Reading passage
....

Although R2P originated in the UN framework, Russia viewed it as an essentially Western norm and an instrument of Western infringement on Russia’s interest. For Russia, the origins of the norm coincided with a period of weakness and concern about great power status. Moscow obviously felt that it had no say in the intervention in Yugoslavia. Furthermore, the Kosovo case also spurred the development of a new doctrine that would introduce a new understanding of sovereignty as responsibility, thus making it much more open to interventions underpinned by the logic of protecting human rights.

....

Records shown
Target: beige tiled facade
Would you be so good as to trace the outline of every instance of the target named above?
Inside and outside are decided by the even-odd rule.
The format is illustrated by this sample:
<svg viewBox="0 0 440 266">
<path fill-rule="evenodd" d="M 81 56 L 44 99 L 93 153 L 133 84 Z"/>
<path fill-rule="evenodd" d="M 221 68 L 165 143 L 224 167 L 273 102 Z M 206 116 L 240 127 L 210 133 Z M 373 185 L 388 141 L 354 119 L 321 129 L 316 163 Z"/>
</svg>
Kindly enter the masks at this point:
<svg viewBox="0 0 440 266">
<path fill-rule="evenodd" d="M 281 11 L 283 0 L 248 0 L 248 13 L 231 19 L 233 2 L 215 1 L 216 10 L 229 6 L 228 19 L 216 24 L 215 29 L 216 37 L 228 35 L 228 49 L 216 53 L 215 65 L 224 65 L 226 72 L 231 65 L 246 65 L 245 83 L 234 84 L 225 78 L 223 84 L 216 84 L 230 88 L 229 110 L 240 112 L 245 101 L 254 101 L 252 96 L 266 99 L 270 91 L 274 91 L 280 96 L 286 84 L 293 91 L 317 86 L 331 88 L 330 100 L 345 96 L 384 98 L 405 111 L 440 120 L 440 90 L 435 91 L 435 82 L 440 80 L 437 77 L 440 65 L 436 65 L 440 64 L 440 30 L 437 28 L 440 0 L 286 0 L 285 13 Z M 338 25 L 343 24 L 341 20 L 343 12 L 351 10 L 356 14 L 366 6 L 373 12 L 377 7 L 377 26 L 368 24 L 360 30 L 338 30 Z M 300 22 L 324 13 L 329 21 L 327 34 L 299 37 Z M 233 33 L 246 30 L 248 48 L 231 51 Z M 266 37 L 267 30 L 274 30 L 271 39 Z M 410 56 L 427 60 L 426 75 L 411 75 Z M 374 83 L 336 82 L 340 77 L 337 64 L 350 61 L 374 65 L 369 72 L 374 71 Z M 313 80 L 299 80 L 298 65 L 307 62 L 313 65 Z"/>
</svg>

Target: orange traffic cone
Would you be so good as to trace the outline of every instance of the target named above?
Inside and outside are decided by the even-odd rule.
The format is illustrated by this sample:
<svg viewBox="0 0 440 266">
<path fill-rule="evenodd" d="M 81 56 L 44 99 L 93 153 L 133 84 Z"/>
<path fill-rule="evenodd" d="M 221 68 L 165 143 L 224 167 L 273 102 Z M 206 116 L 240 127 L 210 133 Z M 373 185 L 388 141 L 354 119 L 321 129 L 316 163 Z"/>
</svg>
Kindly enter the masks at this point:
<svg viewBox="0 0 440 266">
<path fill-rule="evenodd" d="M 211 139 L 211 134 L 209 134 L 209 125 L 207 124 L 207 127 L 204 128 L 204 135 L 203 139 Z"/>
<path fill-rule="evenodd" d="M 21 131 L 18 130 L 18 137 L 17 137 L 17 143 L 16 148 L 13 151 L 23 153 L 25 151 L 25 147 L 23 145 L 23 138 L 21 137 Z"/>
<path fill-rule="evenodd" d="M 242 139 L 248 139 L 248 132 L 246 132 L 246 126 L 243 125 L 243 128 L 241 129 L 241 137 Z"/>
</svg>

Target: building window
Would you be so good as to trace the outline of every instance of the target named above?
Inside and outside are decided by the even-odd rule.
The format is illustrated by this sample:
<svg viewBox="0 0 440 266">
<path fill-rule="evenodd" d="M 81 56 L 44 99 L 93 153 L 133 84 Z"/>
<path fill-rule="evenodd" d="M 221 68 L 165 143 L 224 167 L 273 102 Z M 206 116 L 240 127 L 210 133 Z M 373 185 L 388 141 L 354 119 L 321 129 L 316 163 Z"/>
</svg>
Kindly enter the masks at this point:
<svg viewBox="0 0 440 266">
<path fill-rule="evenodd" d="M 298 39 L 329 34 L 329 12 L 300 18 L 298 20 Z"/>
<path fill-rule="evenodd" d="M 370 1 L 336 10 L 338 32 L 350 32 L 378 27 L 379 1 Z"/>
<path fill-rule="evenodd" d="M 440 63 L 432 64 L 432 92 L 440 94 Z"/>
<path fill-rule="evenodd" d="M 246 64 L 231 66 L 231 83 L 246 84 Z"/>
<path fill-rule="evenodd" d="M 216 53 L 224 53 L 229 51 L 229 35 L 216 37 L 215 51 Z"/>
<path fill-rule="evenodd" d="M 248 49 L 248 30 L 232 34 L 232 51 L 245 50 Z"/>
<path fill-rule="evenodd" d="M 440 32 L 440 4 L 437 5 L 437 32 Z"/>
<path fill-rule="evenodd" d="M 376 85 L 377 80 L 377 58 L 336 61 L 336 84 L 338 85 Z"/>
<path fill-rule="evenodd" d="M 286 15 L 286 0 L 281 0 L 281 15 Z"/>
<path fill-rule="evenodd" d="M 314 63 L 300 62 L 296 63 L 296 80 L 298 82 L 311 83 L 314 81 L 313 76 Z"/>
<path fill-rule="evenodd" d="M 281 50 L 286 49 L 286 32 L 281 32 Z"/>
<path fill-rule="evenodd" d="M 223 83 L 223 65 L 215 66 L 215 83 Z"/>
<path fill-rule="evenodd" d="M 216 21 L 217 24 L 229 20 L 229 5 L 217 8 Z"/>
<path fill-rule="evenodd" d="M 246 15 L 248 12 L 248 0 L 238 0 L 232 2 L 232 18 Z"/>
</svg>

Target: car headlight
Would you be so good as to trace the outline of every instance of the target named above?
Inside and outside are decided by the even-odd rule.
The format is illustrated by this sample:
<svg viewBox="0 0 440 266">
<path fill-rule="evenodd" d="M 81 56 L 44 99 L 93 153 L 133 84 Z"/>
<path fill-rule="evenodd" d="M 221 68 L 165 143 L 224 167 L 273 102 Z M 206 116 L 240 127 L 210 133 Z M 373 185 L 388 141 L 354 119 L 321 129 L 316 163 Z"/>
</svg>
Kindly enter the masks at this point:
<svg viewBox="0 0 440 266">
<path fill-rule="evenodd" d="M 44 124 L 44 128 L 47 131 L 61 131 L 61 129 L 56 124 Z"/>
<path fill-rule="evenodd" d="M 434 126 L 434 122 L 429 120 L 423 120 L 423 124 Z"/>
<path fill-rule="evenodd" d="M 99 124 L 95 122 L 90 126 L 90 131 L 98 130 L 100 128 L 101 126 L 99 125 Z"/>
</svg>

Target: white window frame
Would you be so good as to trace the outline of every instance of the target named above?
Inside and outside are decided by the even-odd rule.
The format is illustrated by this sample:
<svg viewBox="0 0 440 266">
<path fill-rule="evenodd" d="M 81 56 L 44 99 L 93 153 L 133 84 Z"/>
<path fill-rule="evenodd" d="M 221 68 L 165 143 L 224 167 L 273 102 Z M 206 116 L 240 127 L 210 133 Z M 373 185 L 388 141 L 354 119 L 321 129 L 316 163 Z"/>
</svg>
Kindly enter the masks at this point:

....

Work to do
A. Please state whether each statement agrees with the passage on Russia and R2P, answering yes or no and quoting the deciding words. (i) R2P originated outside the UN framework. (ii) Moscow felt it had no say in the intervention in Yugoslavia. (iii) The Kosovo case spurred a doctrine that understands sovereignty as responsibility.
B. Carry on the passage on Russia's view of R2P from its final sentence.
The records can be set aside; nothing here depends on them.

Task results
A.
(i) No: "Although R2P originated in the UN framework"
(ii) Yes: "Moscow obviously felt that it had no say in the intervention in Yugoslavia"
(iii) Yes: "the Kosovo case also spurred the development of a new doctrine that would introduce a new understanding of sovereignty as responsibility"

B.
Therefore, while Russia had undoubtedly long been a great power in terms of its material capabilities, its normative integration into the international community had been much more problematic. In 2008 Moscow sought to demonstrate that it was entitled to use the established international language in its own sovereign manner in order to frame a conflict in its “near-abroad.” The Five-Day War was cast as an operation of “coercing Georgia to restore peace.” Moscow claimed that the situation in Georgia’s breakaway province called for a military intervention as ethnic cleansing and genocide had to be stopped. This logic was originally cast in terms of the defense of the peacekeeping force, citizens, and compatriots, and safeguarding of the international order more broadly.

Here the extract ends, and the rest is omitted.